#### Consigne écrite:
Quelle suite donneriez-vous à l'article sur les entreprises familiales françaises ? Rédigez-la en partant de sa dernière phrase.

━━━━━ Extrait fourni ━━━━━

Elles sont le coeur battant de nos régions. Celles qui écrivent, par-delà les décennies ou les siècles, les plus belles pages du génie français. D'après une note récente de la chaire de Dauphine PSL qui leur est dédiée, lesentreprises familiales représentent 60 % des entreprises cotées et 71 % des non cotées. Leur poids dans l'économie hexagonale est déterminant : au global, elles assurent 69 % de l'emploi, 67 % des ventes et 65 % de la valeur ajoutée.

"Derrière le terme d'entreprise familiale se cache une mosaïque de réalités, précise Johan Rivalland, directeur de la banque privée d'UBS France, mais quelques critères structurants permettent de tracer des contours précis. L'entreprise familiale se distingue généralement par la détention d'une part significative du capital par une ou plusieurs familles - le seuil de 50 % est souvent retenu pour les sociétés non cotées, et 32 % pour les sociétés cotées.

Au-delà du capital, le critère de contrôle - qu'il soit exercé par le biais du conseil d'administration, de la direction ou par une influence déterminante dans la stratégie - s'avère tout aussi essentiel." Troisième caractéristique : une première transmission à un membre de la famille ou, à tout le moins, le début d'une réflexion de cet ordre.

Le ciment du contrat social

Le temps d'un colloque organisé à Paris, au théâtre Marigny , ce 24 septembre, L'Express a voulu leur rendre hommage et rappeler que dans ces entreprises, la croissance ne s'envisage que sur le long terme. L'échelle de temps n'est pas le résultat trimestriel mais la génération suivante. L'ancrage historique dans un territoire participe à la préservation de l'emploi local. "Le capitalisme familial, lorsqu'il est respectueux et responsable, est le ciment du contrat social. On le caricature parfois en paternalisme. Mais il porte une vision du capitalisme à l'européenne, différente du modèle anglo-saxon, qui mérite d'être étudiée, comprise et mise à l'honneur", insiste Cécile de Lisle, directrice exécutive du centre académique nouvellement créé à HEC sur ce thème.

━━━━━ Extrait de données ━━━━━

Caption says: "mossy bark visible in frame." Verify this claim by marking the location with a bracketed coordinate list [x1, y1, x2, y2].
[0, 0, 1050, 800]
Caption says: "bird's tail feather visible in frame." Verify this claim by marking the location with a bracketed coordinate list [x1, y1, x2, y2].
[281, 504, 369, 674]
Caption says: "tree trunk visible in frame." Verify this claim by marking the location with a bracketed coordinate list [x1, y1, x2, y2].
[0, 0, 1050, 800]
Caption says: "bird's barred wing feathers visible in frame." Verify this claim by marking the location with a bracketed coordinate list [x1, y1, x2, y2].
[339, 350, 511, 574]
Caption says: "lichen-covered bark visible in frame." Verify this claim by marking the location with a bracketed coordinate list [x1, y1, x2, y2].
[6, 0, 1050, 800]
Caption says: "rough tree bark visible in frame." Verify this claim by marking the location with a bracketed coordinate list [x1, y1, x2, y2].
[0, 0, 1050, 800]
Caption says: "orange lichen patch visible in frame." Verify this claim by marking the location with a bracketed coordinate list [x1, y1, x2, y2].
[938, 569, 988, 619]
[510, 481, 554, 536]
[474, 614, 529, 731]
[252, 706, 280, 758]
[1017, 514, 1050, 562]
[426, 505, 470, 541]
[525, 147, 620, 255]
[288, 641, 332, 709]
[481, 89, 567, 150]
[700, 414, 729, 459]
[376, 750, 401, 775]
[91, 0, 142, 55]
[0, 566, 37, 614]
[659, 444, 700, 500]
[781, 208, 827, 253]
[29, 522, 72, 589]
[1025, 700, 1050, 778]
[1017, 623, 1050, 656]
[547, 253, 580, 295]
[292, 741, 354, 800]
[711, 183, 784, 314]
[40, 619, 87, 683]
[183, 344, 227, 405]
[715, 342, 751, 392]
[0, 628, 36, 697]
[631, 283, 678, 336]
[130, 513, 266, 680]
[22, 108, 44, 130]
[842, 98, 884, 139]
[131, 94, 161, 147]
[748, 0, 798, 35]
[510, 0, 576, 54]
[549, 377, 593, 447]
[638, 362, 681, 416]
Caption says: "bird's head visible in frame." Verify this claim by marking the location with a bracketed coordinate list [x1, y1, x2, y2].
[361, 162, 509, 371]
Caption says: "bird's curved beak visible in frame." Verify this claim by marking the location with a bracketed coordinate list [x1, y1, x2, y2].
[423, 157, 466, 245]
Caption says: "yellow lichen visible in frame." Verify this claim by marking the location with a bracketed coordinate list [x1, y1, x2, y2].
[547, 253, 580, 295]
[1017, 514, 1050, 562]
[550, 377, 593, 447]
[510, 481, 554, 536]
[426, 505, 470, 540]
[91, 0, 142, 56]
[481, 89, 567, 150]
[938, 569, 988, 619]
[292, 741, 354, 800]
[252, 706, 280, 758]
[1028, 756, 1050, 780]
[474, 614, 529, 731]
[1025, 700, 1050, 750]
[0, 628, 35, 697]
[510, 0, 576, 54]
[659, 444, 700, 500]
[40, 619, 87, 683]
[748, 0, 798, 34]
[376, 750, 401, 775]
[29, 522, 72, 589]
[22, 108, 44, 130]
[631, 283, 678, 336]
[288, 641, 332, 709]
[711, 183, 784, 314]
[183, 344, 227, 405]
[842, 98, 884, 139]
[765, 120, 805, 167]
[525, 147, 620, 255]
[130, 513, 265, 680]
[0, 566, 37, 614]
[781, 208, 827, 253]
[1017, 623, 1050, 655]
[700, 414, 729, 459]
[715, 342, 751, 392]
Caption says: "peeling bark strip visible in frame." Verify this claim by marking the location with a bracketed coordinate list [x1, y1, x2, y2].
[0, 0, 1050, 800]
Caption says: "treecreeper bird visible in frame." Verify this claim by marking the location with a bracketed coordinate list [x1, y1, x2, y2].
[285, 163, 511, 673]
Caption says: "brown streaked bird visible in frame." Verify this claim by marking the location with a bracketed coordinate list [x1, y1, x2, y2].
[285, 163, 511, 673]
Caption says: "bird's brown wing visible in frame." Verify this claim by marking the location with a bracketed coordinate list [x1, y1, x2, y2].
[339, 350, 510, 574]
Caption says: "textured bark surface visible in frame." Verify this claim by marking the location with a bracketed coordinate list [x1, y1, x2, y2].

━━━━━

#### Réponse attendue:
Chez Bpifrance, on l'a bien compris. Fin 2019, la banque publique a monté, en partenariat avec l'antenne française du Family Business Network, le plus grand réseau mondial de dirigeants familiaux, un accélérateur dédié à ces entreprises. "Les deux tiers des investissements en fonds propres que nous réalisons chaque année concernent des sociétés familiales qui n'avaient jamais ouvert jusqu'ici leur capital, souligne Nicolas Dufourcq, le DG de Bpifrance . A cette occasion, beaucoup de patrons nous demandent d'intégrer leurs enfants à ce programme." Le ticket d'entrée s'élève à 67 500 euros, financé pour moitié par Bpifrance et par l'entreprise, mais il s'amortit des deux côtés en 18 mois, le temps que dure la formation, assure Nicolas Dufourcq, grâce à la croissance du chiffre d'affaires qui en découle et, conséquemment, de l'impôt sur les sociétés.

La menace de la taxe Zucman...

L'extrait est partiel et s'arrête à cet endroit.